▶ _本文抜粋_
いま、仮に「アンフォルメル運動」と書きましたが、実は1940年代から1950年代あたりの、不定型な形態を描いた抽象作品を、場合によって「アンフォルメル」と呼んでみたり、「抽象表現主義」と呼んでみたりします。それ以外にも、「アクションペインティング」とか「タシズム」という呼び名もあるようですね。何となく私の中ではフランスを代表とするヨーロッパの作品を「アンフォルメル」、アメリカの作品を「抽象表現主義」と呼ぶと、しっくりきます。
それは、「アンフォルメル」という呼び名が、フランスの評論家ミッシェル・タピエによって提唱されたこと、そして「抽象表現主義」がアメリカの評論家クレメント・グリーンバーグの用語を日本語訳したものだということに起因しています。ちなみに「アクションペインティング」はハロルド・ローゼンバーグ、「タシズム」(染み)はシャルル・エスティエンヌによって、それぞれ提唱された用語のようです。(私の理解が不正確でしたら、どなたか教えてください。)
日本では、パリで活動していた作家が多かったせいか、「アンフォルメル」という呼び名が当時、隆盛であったようですが、現在では、あまり聞かれなくなったような気がします。フォートリエの作品も、今回が「日本初の本格的な回顧展」だそうで、これは一見しておかなくては、と東京ステーションギャラリーまで見に行きました。
フォートリエの作品は、アンフォルメルと呼ばれる後期以降のものならば何点か見たことがありますが、初期のものについては、今回が初めてです。

▶ _課題 a_
下のエントリで「goalie」という語を含む行はいくつあるか、数だけを答えよ。

[物体位置の注釈データ]
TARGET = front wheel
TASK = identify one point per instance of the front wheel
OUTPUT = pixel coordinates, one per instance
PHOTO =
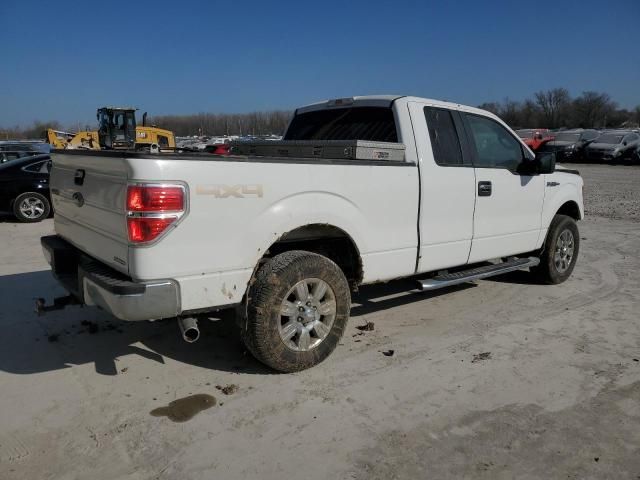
(31, 207)
(298, 308)
(560, 251)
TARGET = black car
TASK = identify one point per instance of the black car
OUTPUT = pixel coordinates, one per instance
(24, 187)
(613, 146)
(569, 145)
(11, 150)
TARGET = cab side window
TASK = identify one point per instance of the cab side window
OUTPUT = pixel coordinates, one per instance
(163, 141)
(495, 146)
(444, 137)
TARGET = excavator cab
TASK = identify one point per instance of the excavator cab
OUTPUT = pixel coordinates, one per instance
(117, 127)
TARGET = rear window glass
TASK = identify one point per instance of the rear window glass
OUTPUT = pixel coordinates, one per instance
(357, 123)
(444, 137)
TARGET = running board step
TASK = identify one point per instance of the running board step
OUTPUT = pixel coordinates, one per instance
(449, 279)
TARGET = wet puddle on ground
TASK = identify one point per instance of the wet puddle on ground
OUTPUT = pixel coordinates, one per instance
(186, 408)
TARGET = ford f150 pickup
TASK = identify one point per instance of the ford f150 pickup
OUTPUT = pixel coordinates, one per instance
(360, 190)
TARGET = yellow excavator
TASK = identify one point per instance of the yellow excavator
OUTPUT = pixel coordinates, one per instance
(117, 130)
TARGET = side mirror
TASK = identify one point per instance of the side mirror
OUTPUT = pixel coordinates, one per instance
(546, 162)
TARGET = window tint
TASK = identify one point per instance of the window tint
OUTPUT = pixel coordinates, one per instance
(163, 141)
(36, 167)
(590, 135)
(495, 146)
(444, 138)
(357, 123)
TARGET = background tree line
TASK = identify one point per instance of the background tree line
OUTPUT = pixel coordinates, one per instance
(556, 109)
(553, 108)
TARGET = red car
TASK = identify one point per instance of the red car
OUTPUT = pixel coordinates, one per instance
(535, 137)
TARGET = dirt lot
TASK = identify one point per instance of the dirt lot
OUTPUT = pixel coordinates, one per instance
(503, 379)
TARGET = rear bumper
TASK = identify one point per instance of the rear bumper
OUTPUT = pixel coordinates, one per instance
(94, 283)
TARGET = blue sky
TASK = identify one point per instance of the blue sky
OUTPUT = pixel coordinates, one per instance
(63, 61)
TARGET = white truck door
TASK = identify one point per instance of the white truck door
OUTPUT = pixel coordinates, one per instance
(447, 186)
(508, 208)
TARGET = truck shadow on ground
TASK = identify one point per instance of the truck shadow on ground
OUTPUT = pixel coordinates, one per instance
(31, 344)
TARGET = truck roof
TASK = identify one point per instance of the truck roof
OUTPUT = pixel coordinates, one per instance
(385, 101)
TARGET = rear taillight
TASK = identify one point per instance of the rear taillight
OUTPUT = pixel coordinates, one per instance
(151, 209)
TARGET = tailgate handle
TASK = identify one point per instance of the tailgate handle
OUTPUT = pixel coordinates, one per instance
(78, 178)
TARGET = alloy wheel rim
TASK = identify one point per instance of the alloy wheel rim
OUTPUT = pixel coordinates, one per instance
(563, 255)
(32, 207)
(307, 313)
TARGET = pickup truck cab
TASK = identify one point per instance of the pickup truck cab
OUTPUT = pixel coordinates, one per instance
(361, 190)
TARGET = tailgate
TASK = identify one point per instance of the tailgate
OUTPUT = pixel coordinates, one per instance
(88, 194)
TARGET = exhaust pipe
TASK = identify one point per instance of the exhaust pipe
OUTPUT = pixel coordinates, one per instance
(189, 329)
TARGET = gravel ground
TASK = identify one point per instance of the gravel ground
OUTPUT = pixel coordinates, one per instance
(503, 379)
(611, 191)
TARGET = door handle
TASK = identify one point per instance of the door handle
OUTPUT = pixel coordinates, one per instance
(484, 189)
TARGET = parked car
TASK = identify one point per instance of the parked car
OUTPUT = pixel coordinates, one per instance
(613, 146)
(10, 150)
(285, 236)
(24, 187)
(218, 148)
(569, 145)
(536, 137)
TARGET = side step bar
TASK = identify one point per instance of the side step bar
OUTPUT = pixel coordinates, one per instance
(449, 279)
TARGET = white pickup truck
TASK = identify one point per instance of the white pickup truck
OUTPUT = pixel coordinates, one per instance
(361, 190)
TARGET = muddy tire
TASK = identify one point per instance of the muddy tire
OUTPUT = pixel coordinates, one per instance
(560, 252)
(31, 207)
(297, 310)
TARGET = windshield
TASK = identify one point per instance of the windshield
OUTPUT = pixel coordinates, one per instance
(525, 133)
(567, 137)
(356, 123)
(609, 138)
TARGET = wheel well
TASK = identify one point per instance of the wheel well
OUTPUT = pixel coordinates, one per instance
(570, 209)
(332, 242)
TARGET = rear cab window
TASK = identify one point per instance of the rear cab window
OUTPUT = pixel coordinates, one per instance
(445, 138)
(375, 124)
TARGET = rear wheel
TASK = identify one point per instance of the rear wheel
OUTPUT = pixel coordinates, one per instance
(298, 308)
(560, 252)
(31, 207)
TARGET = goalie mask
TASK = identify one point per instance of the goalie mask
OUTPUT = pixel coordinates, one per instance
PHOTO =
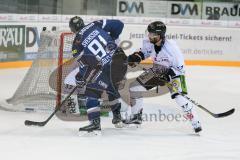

▶ _課題 b_
本文抜粋によれば、「アンフォルメル」という呼び名を提唱したのは誰か。

▶ _正答 a_
2

▶ _正答 b_
フランスの評論家ミッシェル・タピエ。